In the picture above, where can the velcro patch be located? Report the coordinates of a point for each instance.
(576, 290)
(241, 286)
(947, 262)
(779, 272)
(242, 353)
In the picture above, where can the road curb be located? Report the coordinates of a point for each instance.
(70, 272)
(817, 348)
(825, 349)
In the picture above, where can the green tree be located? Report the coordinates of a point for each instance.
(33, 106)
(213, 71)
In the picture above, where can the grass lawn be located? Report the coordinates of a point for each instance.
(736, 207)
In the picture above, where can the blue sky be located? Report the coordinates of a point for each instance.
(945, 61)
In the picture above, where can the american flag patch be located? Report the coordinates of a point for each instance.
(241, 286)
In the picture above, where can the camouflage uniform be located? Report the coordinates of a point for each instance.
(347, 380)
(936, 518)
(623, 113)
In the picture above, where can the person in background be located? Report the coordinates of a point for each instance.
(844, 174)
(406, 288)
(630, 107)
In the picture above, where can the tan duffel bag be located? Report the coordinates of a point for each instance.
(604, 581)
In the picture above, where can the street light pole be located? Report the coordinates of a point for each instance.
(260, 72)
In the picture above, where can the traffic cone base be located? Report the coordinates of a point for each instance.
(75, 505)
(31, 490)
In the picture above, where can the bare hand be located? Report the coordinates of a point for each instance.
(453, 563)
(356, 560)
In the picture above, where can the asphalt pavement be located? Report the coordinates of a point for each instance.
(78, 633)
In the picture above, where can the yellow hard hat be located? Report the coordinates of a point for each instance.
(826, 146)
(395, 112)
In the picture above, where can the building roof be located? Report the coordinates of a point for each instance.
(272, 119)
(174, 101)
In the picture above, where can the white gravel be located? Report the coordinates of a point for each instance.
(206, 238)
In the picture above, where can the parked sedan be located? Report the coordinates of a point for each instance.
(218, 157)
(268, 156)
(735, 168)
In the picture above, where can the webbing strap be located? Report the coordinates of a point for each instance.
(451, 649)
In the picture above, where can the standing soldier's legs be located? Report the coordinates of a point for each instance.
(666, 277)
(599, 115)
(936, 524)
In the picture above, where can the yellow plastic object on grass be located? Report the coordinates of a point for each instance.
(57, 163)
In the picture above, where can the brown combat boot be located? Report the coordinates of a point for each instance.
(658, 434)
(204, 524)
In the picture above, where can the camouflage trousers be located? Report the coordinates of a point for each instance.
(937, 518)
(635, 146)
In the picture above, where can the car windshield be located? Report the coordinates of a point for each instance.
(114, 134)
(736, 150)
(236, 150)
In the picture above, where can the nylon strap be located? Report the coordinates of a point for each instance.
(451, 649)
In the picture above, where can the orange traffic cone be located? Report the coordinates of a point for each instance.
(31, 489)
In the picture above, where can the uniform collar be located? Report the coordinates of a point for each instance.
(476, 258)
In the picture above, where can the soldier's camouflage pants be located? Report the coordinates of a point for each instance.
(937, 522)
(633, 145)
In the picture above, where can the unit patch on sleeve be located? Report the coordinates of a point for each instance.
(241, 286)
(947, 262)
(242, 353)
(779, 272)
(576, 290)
===
Output the records in full, keeping them exactly as they are.

* [Answer]:
In the picture above, where can the velcro patch be located? Report the coordinates of a point for each instance.
(576, 290)
(241, 286)
(947, 262)
(779, 272)
(242, 353)
In the picture above, where can the road curb be located? Report the coordinates of a point for each instance.
(70, 272)
(817, 348)
(825, 349)
In the picture above, where can the green tree be located? Report the coordinates of a point for each instance.
(33, 106)
(213, 71)
In the picture above, where can the grass lawn be located? Report the coordinates of a point for each instance.
(736, 207)
In the picture above, where can the blue sky be located? Report the coordinates of a point for each instance.
(945, 61)
In the picture above, where can the american flag patch be located? Report the coordinates of a point for each instance.
(241, 286)
In the picture above, where can the camouflage uniform be located? Report the coordinates of a point for each instance.
(347, 380)
(936, 518)
(623, 113)
In the picture above, where can the person in background be located? Report the coordinates of a point for each instance.
(844, 174)
(406, 288)
(630, 107)
In the picture above, where can the tan duffel bag be located? Report the coordinates of a point for each instance.
(604, 581)
In the picture above, where can the street light pole be located? Report the coordinates of a point for each instance.
(260, 72)
In the picture above, where can the traffic cone base be located? Report the coordinates of a point for each instance.
(75, 505)
(31, 490)
In the picture above, where can the bare hand be located? Report the coordinates of a point for each instance.
(453, 563)
(356, 560)
In the picture above, where can the asphalt pavement be located? Report the coordinates of a point for each instance.
(78, 633)
In the picture above, where can the yellow hard hat be located? Report the coordinates of a point for each instance.
(826, 146)
(395, 112)
In the picture above, where can the building roof be located? Report the coordinates of a point for each instance.
(272, 119)
(174, 101)
In the picture above, where can the white gravel be located? Report the coordinates of a point for each instance.
(206, 238)
In the picture above, where can the parked sedan be located? Report the coordinates of a point for each instance.
(218, 157)
(268, 156)
(735, 168)
In the picture above, where can the webbing strap be located? Report the coordinates of a point for each instance.
(451, 649)
In the picture above, where can the standing soldier's legs be located? Report the coordinates of a point for each instance.
(666, 277)
(599, 115)
(936, 524)
In the picture above, where can the yellow plastic object on grass be located? Report the coordinates of a point for each instance.
(57, 163)
In the picture above, where can the brown combat boot be located? Report the coordinates of a point for each instance.
(658, 434)
(204, 524)
In the picture above, where can the camouflage trousers be located? Report the coordinates of a point for each instance.
(937, 518)
(635, 146)
In the picture above, where can the car windshield be located? Report the coordinates of a point for each instance.
(114, 134)
(736, 150)
(236, 150)
In the picture above, where can the nylon strap be located? Report the coordinates of a point for each instance.
(451, 649)
In the picture above, where can the orange traffic cone be located? Report the coordinates of a point for each instance.
(31, 489)
In the picture above, where can the uniform collar be located? Report the coordinates of a point for each instance.
(476, 258)
In the picture above, where can the soldier's camouflage pants be located? Report the coordinates of a point for each instance.
(937, 522)
(633, 145)
In the picture above, where can the unit patch on sleeve be located? Report the coordinates of a point for each instance.
(241, 286)
(947, 262)
(242, 353)
(779, 272)
(576, 290)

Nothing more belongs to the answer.